**Текстовый блок:**
----------

Великая депрессия и первый кризис Версальской системы

Нарастание кризисных явлений в мировой экономике и их международно-политические последствия. Начало 30-х годов характеризовалось осложнением международной обстановки под влиянием крупнейшего кризиса мирового хозяйства. Кризис затронул мировую систему в целом, а также все страны в отдельности, включая Советский Союз. Хрупкое экономическое оживление конца 20-х годов было во многом связано с тем обстоятельством, что США как главный держатель инвестиционных ресурсов обеспечивали переток в Европу излишков американского капитала. Благодаря этому отчасти и удавалось урегулировать проблемы репараций и долгов, а также поддерживать баланс международной торговли. Экономический крах на нью-йоркской фондовой бирже в октябре 1929 г. разрушил этот механизм. Последствия кризиса оказались разрушительными. Особенно пострадали сами США и Германия, промышленное производство в которых сократилось почти вдвое. В тяжелом положении оказались как крупные державы, так и малые страны, которые поддерживали баланс бюджетов с помощью иностранных займов.

Между странами развернулись торговые и таможенные войны. Паника в американском деловом мире отозвалась в Конгрессе США принятием самого сурового в истории протекционистского закона Смута - Хаули, вступившего в силу летом 1930 г. В Европе в связи с американскими мерами поднялась волна негодования. С протестами выступили более 30 стран, а Франция, Швеция и некоторые другие страны ввели в ответ ограничения на импорт американских изделий.

В 1931 г. на Европу обрушился финансовый шторм. Тогда-то и внес, спасая положение, предложение о моратории на выплату репараций и долгов президент США Гувер. Тем временем британский парламент принял решение об отказе от золотого стандарта фунта стерлингов, который до той поры наряду с долларом был основой международной валютной системы. К весне 1932 г. 24 страны мира отказались от фиксированного курса валют. Образовались замкнутые финансовые блоки. Франция, Бельгия, Нидерланды и Швеция, финансовое положение которых было сносным, составили вместе с США "золотой блок", то есть сохранили обратимость своих валют в золото. Великобритания и ее основные торговые партнеры вошли в "стерлинговый блок". Германия и несколько других европейских стран, отказавшихся от обратимости валют, оказались в третьей группе. Международная экономическая конференция в Лондоне в июне-июле 1933 г., созванная для выработки согласованных антикризисных мер, оказалась безрезультатной.

----------

**Материал для упражнения:**
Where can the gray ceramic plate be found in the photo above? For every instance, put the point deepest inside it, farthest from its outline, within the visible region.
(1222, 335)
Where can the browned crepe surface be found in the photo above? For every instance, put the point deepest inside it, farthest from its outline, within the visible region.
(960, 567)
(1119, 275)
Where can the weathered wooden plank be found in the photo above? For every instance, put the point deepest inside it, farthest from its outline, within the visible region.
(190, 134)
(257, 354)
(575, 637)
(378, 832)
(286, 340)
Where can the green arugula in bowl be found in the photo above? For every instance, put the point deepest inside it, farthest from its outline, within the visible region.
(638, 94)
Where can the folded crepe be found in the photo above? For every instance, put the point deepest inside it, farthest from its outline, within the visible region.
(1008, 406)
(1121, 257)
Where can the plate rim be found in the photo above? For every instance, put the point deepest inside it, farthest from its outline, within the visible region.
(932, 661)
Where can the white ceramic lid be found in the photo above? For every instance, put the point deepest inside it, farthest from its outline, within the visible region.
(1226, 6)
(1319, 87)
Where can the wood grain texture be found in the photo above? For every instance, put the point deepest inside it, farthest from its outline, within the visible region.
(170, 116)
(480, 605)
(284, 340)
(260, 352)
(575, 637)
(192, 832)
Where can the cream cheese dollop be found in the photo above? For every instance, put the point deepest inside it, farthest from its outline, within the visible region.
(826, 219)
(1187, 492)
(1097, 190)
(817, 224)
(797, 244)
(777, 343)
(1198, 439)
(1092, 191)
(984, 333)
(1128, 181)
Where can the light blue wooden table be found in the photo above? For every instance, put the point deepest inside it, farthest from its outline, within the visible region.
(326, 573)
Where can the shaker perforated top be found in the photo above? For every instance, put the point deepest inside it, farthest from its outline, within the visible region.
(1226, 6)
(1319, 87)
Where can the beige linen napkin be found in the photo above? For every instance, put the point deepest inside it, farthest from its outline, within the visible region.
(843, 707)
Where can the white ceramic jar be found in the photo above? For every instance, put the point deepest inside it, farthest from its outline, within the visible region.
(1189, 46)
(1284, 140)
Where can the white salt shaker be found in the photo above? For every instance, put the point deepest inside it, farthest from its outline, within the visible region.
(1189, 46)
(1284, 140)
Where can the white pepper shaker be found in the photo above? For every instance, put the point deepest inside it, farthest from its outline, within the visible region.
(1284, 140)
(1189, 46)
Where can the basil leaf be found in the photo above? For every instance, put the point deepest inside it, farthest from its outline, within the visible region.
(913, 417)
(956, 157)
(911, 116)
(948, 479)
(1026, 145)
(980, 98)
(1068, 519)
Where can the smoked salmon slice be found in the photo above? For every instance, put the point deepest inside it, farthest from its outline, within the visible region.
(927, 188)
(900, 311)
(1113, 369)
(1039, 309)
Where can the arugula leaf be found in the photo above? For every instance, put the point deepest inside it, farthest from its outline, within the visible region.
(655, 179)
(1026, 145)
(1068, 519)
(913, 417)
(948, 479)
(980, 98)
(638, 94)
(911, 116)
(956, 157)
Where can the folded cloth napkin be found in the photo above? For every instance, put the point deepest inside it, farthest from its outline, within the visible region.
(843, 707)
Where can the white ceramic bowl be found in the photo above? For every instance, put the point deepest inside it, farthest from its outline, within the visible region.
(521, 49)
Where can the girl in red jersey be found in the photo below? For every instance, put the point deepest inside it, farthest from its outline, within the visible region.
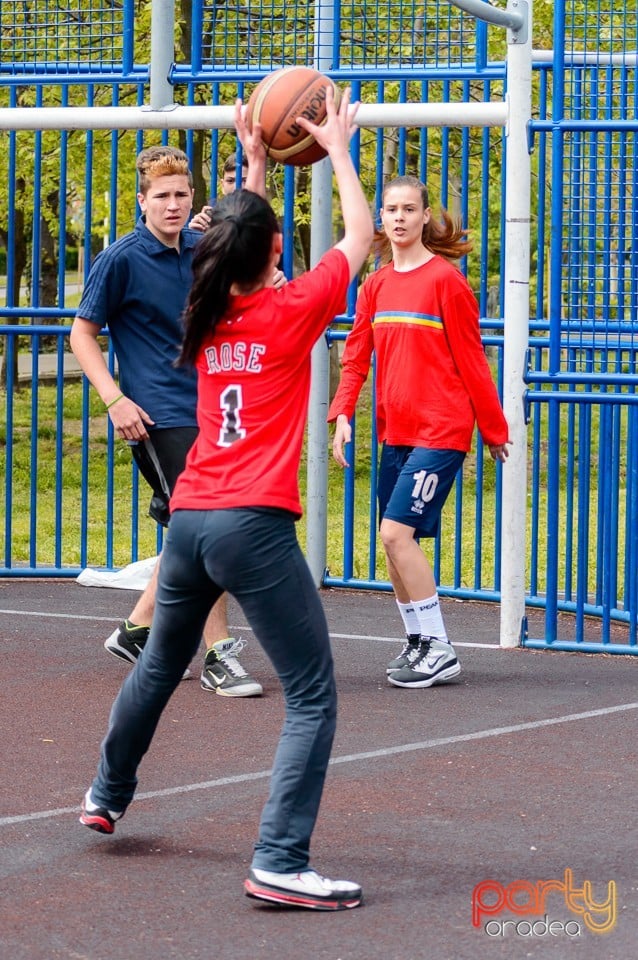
(433, 383)
(234, 508)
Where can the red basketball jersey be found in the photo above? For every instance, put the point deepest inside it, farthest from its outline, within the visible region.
(253, 387)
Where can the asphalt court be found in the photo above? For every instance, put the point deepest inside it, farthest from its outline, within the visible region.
(505, 797)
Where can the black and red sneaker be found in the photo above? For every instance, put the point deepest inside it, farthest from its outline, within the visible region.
(97, 818)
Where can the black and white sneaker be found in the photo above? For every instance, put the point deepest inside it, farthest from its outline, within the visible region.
(98, 818)
(224, 674)
(436, 661)
(409, 653)
(127, 642)
(306, 889)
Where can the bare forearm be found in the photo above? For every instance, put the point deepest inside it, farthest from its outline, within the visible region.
(89, 355)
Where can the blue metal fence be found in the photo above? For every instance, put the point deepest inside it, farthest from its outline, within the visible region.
(583, 462)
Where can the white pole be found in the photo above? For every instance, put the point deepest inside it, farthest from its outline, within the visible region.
(202, 117)
(162, 52)
(516, 316)
(320, 241)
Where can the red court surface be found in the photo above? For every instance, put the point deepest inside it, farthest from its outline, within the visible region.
(521, 771)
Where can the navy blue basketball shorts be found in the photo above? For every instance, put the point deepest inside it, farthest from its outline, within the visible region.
(413, 485)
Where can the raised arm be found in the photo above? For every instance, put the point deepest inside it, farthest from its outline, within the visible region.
(334, 136)
(253, 148)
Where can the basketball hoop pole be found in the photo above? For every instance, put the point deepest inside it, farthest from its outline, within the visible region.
(321, 240)
(517, 19)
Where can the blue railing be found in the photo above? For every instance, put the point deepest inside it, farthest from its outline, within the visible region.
(583, 443)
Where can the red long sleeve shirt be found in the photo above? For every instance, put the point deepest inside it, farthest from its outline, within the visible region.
(253, 385)
(433, 381)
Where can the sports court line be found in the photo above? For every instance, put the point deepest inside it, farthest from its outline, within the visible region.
(347, 758)
(242, 629)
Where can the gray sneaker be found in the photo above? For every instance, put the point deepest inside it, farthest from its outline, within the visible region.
(408, 654)
(435, 662)
(224, 674)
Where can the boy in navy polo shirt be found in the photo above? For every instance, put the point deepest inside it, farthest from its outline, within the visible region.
(138, 287)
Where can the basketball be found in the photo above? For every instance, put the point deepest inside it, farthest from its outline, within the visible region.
(278, 100)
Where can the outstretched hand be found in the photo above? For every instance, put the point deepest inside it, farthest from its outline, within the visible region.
(339, 125)
(250, 139)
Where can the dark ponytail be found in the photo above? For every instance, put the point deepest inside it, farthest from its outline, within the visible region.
(235, 249)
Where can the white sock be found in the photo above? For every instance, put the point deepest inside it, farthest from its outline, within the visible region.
(430, 618)
(410, 619)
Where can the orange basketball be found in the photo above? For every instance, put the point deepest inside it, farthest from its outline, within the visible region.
(276, 103)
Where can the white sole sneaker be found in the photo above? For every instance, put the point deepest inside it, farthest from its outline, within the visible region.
(307, 889)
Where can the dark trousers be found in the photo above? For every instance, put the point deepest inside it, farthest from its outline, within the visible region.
(254, 555)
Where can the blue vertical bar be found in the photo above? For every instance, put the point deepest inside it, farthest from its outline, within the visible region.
(553, 466)
(35, 420)
(59, 451)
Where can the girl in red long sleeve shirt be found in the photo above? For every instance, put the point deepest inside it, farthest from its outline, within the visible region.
(419, 315)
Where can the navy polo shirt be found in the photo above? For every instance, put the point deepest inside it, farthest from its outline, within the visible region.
(138, 288)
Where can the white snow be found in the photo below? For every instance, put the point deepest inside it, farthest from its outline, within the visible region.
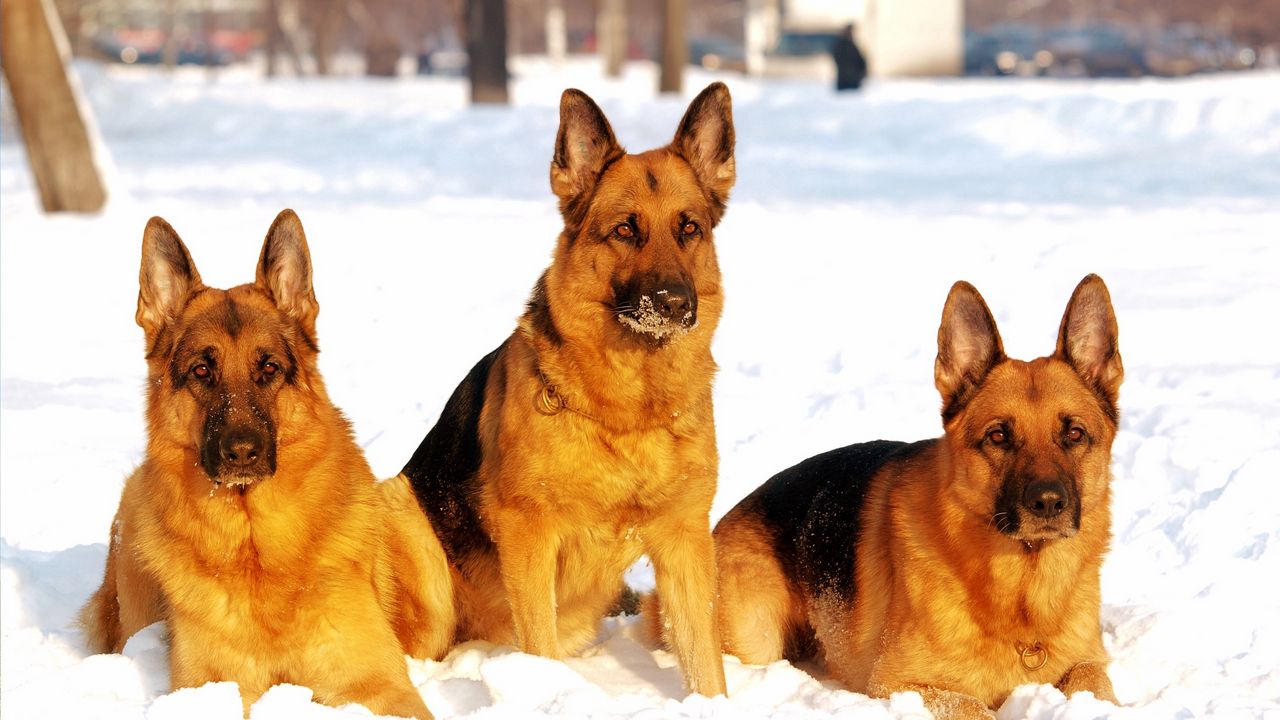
(429, 222)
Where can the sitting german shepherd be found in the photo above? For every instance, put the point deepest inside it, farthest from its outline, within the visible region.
(254, 527)
(960, 566)
(586, 438)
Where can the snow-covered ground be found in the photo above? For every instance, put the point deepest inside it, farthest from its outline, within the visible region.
(429, 222)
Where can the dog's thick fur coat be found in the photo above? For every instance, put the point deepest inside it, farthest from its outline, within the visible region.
(586, 438)
(254, 527)
(960, 566)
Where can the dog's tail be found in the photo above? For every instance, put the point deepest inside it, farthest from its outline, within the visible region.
(100, 618)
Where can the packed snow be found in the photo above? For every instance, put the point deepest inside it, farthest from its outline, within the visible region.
(429, 222)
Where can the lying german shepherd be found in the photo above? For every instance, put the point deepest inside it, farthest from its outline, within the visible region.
(254, 527)
(586, 438)
(960, 566)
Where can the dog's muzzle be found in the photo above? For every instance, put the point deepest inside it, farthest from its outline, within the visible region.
(661, 313)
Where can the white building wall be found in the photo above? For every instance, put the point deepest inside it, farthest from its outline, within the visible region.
(914, 37)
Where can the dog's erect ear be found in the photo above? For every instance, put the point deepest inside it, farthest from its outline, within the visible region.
(969, 346)
(284, 270)
(584, 145)
(705, 140)
(168, 276)
(1089, 338)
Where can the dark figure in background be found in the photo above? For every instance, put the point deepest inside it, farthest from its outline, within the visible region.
(850, 63)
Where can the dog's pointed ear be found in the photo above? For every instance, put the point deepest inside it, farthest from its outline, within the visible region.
(705, 140)
(1089, 338)
(969, 346)
(584, 146)
(284, 270)
(167, 278)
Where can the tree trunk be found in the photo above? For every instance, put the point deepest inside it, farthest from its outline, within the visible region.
(487, 50)
(50, 114)
(169, 50)
(325, 32)
(274, 36)
(675, 53)
(611, 36)
(557, 41)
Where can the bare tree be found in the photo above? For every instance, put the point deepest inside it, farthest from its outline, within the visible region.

----------

**Задачи для решения:**
**A)** Отберите из записей все строки, в которых встречается слово «leaf», с учетом регистра.
**B)** Продолжите текст о Великой депрессии и кризисе Версальской системы, начав сразу после его последнего предложения.

**Ответы:**
**A)**
Where can the basil leaf be found in the photo above? For every instance, put the point deepest inside it, farthest from its outline, within the visible region.
Where can the arugula leaf be found in the photo above? For every instance, put the point deepest inside it, farthest from its outline, within the visible region.

**B)**
Период разрядки 20-х годов оказался непродолжительным. Оборвавшись с наступлением последствий мирового экономического кризиса 1929-1934 гг., она прорисовала человечеству желанную перспективу развития без войн и потрясений, сотрудничества в духе взаимной терпимости и компромисса, строительства международного порядка на основе согласованных усилий даже тех стран, интересы которых не совпадали.

Однако ресурс развития этих позитивных тенденции оказался непропорционально мал по отношению к сложности задач, которые требовалось решать международному сообществу. Прочность позиции даже самой благополучной страны мира - США - оказалась недостаточной для того, чтобы она приняла на себя ответственность за стабилизацию международных отношений в одиночку. Не было в Вашингтоне и соответствующей политической воли. Другие страны мира, включая самые сильные, остро соперничали между собой и поэтому были неспособны объединить имевшиеся у них ресурсы для совместного противостояния кризису, который нанес решающий удар по Версальскому порядку, когда тот еще так и не успел по-настоящему окрепнуть. Структура послевоенных международных отношений в том виде, как она была заложена версальскими и вашингтонскими договоренностями, начала разрушаться.

 
 

Есть ли связь между коллапсом мировой экономической системы и политическими процессами происхождения Второй мировой войны?

Ди Нольфо: необходимо, в частности, избежать слишком схематичной и прямолинейной трактовки связи между экономическими фактами и политическими аспектами международных отношений.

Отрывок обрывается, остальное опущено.